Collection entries
━━━━

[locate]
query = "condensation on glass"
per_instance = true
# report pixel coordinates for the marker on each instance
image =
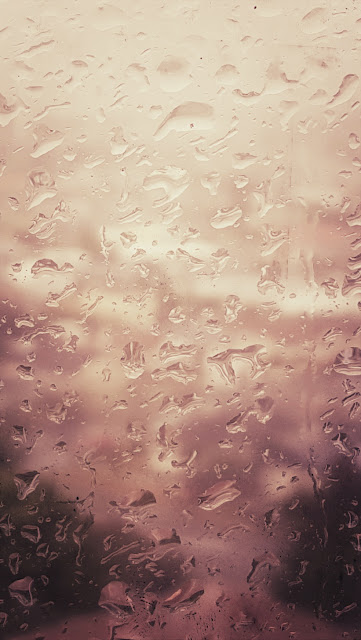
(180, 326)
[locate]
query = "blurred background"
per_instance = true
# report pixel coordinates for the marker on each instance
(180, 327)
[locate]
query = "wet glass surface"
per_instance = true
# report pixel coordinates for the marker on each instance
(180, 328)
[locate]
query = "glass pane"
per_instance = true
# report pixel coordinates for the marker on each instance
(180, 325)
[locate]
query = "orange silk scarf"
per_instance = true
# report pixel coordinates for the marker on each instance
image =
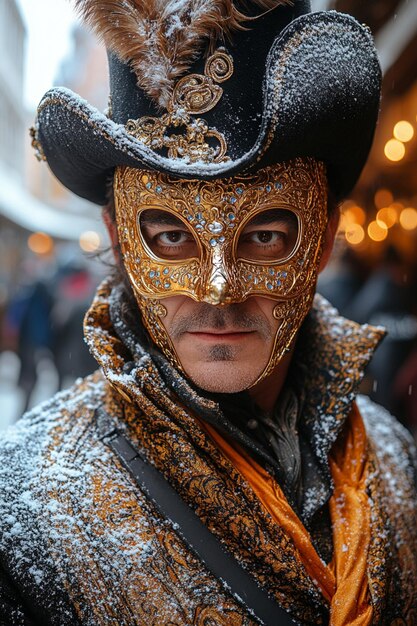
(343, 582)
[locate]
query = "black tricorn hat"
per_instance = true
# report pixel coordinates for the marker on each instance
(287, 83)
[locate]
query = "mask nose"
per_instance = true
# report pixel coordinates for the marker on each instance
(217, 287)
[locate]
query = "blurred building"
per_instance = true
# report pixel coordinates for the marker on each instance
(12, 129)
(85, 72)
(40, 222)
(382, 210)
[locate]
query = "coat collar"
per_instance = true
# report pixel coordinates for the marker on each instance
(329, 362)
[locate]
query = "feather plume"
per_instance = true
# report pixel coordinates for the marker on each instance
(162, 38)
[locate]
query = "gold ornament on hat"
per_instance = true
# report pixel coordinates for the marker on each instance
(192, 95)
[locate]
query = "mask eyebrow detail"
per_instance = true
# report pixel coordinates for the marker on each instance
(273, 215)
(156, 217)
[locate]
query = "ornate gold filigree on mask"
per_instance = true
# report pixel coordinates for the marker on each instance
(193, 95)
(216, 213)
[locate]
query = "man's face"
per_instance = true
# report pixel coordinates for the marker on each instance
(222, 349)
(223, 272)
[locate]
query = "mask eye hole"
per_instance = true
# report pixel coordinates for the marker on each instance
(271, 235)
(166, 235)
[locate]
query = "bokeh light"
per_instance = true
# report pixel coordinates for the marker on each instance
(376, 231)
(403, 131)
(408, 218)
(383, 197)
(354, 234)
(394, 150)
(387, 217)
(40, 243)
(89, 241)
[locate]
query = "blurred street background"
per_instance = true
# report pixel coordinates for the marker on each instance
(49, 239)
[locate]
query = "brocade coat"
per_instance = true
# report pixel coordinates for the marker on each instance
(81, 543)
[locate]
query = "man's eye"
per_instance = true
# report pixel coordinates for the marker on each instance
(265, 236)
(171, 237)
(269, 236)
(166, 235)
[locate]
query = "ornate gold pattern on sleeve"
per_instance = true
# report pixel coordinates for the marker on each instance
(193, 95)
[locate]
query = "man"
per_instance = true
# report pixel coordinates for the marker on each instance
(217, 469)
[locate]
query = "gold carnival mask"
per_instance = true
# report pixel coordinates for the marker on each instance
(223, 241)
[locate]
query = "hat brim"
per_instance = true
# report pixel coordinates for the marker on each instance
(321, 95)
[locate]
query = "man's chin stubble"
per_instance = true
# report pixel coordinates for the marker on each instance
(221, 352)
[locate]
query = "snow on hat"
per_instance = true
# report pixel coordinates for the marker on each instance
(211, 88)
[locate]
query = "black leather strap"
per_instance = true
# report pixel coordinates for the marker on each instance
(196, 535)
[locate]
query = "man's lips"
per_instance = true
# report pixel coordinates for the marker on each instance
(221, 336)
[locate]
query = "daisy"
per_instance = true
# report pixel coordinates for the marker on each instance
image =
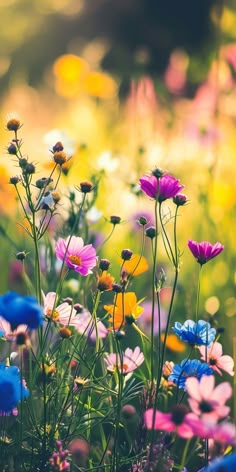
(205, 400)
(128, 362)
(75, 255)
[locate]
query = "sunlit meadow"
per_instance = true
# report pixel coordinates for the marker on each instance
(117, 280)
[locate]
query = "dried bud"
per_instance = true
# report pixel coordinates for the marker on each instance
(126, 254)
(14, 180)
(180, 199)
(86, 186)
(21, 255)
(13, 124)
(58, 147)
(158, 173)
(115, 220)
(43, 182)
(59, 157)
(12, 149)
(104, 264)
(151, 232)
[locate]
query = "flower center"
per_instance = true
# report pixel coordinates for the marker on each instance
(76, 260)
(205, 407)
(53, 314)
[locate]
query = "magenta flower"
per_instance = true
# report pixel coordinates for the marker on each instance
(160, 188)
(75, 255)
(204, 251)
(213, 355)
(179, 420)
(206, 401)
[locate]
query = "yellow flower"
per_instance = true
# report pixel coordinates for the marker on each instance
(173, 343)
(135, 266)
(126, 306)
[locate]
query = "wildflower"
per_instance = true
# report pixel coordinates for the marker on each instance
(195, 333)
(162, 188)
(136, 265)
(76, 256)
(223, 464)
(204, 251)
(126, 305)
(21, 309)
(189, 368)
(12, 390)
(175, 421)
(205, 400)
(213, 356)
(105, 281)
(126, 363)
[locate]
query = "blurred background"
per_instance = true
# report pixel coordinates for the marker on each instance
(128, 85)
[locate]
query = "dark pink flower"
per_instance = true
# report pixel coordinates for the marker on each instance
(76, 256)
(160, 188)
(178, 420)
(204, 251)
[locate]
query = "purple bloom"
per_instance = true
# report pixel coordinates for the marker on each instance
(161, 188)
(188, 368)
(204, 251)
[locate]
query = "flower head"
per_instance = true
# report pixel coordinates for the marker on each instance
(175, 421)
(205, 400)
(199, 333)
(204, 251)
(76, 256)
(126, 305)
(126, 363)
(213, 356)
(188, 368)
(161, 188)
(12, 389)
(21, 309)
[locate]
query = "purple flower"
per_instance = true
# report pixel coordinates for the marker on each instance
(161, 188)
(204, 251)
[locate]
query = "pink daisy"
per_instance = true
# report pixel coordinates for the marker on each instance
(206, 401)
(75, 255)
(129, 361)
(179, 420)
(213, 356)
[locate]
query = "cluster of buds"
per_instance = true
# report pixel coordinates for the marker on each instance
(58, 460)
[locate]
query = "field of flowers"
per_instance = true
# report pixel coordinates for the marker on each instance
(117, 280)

━━━━

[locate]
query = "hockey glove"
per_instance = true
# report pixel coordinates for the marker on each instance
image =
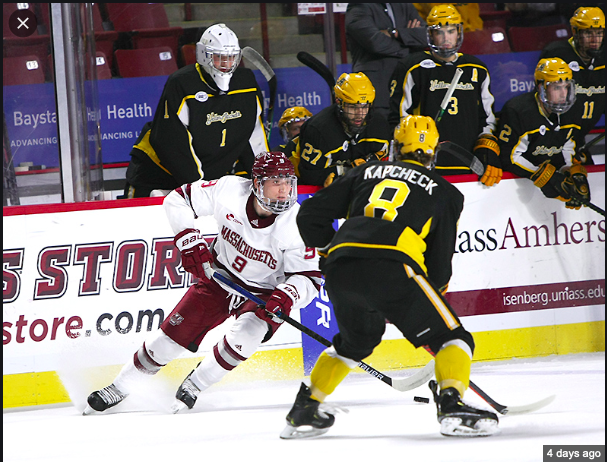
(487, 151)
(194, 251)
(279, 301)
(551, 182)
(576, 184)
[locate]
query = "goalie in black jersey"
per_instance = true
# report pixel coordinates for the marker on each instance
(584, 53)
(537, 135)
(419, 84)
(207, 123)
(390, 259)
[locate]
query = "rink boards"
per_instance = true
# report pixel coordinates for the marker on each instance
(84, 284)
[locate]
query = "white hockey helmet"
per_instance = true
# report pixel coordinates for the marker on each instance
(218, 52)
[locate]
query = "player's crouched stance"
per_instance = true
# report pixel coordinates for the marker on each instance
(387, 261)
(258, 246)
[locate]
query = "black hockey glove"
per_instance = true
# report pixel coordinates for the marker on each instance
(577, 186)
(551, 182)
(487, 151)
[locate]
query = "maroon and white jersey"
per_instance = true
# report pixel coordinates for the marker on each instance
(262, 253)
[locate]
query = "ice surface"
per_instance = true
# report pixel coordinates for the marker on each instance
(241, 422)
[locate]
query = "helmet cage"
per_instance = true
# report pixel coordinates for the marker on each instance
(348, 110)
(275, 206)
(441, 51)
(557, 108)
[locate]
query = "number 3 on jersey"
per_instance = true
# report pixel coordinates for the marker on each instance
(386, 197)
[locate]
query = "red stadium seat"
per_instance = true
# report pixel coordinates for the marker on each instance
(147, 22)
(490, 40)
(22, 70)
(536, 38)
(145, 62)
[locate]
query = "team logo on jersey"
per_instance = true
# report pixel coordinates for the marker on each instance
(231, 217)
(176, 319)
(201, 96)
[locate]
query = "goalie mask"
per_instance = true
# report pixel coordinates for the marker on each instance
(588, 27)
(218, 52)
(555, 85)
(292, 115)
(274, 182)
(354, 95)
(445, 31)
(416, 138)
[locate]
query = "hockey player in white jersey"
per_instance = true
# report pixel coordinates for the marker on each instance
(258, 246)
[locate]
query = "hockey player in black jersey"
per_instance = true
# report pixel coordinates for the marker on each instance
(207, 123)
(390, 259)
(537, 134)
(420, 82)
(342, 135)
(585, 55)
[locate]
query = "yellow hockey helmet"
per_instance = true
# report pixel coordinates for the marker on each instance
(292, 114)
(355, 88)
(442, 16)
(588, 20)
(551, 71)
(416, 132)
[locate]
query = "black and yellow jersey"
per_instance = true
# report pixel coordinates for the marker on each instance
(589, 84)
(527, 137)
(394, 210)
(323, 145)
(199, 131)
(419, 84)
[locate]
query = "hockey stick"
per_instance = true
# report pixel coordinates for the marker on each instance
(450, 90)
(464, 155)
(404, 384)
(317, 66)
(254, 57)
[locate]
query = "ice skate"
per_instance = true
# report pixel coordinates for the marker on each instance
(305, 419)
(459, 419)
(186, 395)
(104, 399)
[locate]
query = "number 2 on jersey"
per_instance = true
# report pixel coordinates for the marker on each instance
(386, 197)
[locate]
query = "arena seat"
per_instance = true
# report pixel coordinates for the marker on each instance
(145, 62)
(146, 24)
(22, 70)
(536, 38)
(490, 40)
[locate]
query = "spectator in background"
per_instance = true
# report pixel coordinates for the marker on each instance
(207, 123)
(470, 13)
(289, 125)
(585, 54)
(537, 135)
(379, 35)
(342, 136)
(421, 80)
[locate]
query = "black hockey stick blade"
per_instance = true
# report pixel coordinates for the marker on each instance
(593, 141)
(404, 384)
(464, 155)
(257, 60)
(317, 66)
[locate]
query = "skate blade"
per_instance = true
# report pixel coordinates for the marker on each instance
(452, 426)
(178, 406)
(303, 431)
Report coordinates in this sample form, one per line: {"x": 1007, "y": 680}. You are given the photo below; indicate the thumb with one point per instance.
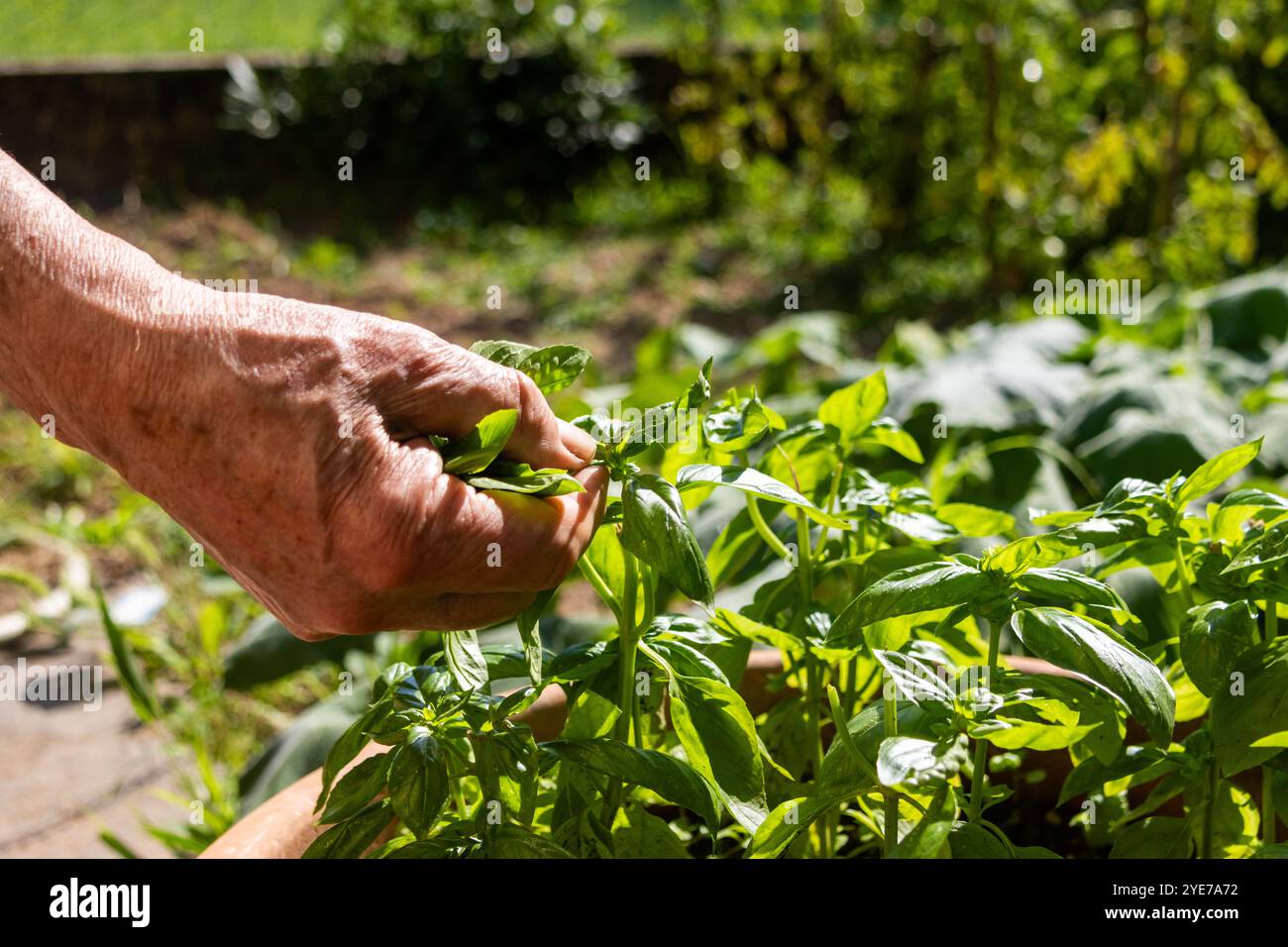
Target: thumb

━━━━

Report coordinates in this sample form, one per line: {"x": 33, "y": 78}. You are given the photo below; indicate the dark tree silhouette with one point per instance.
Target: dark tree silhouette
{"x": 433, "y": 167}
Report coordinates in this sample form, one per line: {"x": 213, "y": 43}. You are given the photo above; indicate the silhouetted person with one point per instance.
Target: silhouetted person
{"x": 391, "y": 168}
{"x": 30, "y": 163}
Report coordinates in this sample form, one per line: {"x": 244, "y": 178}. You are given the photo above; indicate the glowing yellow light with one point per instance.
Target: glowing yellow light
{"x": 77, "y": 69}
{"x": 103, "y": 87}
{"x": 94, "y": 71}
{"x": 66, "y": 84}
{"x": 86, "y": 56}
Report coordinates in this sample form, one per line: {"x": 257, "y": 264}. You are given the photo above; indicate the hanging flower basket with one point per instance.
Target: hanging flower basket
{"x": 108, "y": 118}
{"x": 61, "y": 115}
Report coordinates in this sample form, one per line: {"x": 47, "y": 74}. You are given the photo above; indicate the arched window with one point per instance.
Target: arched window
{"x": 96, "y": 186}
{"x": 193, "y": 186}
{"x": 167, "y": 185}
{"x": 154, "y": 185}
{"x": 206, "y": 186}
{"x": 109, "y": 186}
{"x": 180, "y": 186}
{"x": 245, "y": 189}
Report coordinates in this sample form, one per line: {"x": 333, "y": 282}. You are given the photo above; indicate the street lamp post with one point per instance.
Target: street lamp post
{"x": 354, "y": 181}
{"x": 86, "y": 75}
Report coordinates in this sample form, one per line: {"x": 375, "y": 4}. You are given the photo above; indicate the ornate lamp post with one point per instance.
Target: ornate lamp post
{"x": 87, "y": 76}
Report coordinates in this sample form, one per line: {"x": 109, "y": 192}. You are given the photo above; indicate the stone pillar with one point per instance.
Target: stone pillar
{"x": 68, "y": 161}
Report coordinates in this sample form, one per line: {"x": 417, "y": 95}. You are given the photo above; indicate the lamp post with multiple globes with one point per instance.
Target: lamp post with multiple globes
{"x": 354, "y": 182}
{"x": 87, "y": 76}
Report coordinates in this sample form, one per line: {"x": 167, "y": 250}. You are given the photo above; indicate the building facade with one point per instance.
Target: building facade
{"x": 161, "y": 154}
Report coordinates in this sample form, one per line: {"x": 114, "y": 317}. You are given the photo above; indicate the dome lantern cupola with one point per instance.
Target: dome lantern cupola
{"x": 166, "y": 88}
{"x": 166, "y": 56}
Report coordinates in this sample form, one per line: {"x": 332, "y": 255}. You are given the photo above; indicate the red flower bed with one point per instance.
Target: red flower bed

━━━━

* [Your task] From the collection entries above, pull out every line containing the string "blade" and copy each one unchanged.

* [The response]
query = "black hockey stick blade"
query = "skate blade"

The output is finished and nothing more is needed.